## BEGIN

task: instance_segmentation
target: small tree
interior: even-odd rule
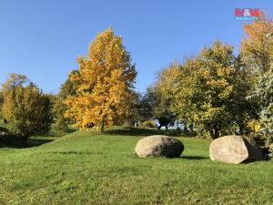
[[[13,84],[5,93],[3,114],[12,135],[27,139],[32,135],[49,131],[50,99],[35,85]]]
[[[69,76],[68,79],[62,84],[59,93],[54,97],[54,124],[53,128],[57,131],[66,131],[68,129],[68,125],[75,122],[74,118],[66,118],[66,112],[67,111],[67,106],[66,100],[67,97],[75,96],[76,94],[77,82],[71,81],[71,76],[78,75],[77,70],[73,70]]]

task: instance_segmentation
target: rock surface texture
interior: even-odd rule
[[[153,135],[140,139],[135,149],[140,158],[147,156],[167,158],[180,157],[184,150],[184,145],[177,138],[164,136]]]
[[[239,164],[262,159],[259,148],[241,136],[225,136],[214,139],[209,146],[211,160]]]

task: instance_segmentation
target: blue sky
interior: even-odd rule
[[[113,26],[136,64],[136,87],[144,92],[160,69],[215,39],[238,50],[243,22],[234,10],[252,7],[273,15],[270,0],[0,0],[0,82],[21,73],[56,93],[96,35]]]

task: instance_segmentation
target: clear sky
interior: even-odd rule
[[[113,26],[144,92],[175,58],[192,56],[215,39],[238,50],[243,22],[234,10],[252,7],[273,15],[272,0],[0,0],[0,82],[21,73],[56,93],[96,35]]]

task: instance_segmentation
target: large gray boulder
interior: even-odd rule
[[[247,138],[241,136],[225,136],[214,139],[209,146],[211,160],[238,164],[262,159],[259,148]]]
[[[184,145],[178,139],[164,135],[153,135],[140,139],[135,149],[140,158],[147,156],[167,158],[180,157]]]

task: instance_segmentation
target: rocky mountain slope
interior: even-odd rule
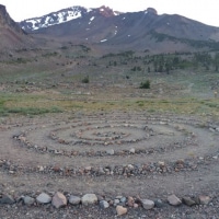
[[[164,50],[177,50],[181,47],[187,49],[196,44],[194,42],[209,44],[219,41],[218,27],[177,14],[159,15],[152,8],[122,13],[107,7],[72,7],[22,21],[20,26],[27,33],[41,33],[70,41],[149,49],[155,49],[158,46]]]
[[[14,22],[4,5],[0,4],[0,48],[20,48],[31,45],[32,38]]]

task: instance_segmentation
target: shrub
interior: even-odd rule
[[[140,83],[140,89],[150,89],[150,81],[147,80]]]

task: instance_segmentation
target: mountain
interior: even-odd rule
[[[72,7],[22,21],[20,26],[27,33],[116,48],[174,51],[194,46],[212,47],[219,42],[218,27],[178,14],[159,15],[152,8],[122,13],[104,5],[97,9]]]
[[[0,49],[21,48],[32,44],[32,38],[14,22],[4,5],[0,4]]]

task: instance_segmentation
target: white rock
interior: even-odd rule
[[[46,193],[42,193],[36,197],[37,203],[39,204],[48,204],[51,201],[51,197],[47,195]]]
[[[82,198],[81,198],[81,203],[83,205],[91,205],[91,204],[95,204],[97,203],[97,197],[95,194],[85,194]]]
[[[141,199],[142,206],[146,210],[150,210],[154,207],[154,201],[149,199]]]

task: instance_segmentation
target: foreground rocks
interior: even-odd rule
[[[84,194],[82,197],[74,196],[68,193],[41,193],[35,196],[22,195],[21,197],[13,197],[9,194],[2,194],[0,196],[0,207],[2,206],[50,206],[54,209],[71,208],[71,206],[81,206],[80,208],[87,208],[93,206],[99,209],[106,210],[114,208],[114,212],[117,216],[127,215],[131,209],[139,209],[140,211],[150,211],[152,209],[164,208],[177,208],[177,206],[184,206],[193,208],[193,206],[208,206],[212,201],[212,197],[207,195],[199,195],[196,197],[185,196],[178,198],[172,194],[166,199],[148,199],[140,197],[125,197],[116,196],[115,198],[108,198],[105,196],[97,196],[95,194]]]

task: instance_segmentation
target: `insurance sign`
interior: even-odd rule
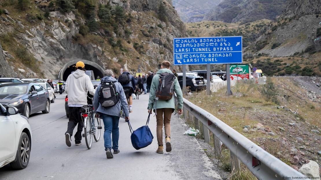
[[[174,38],[174,65],[242,63],[242,37]]]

## END

• Exercise prompt:
Return every line of the entries above that contains the string "mountain", matching case exactly.

• Reply to the exercise:
target: rocky mountain slope
target: mountain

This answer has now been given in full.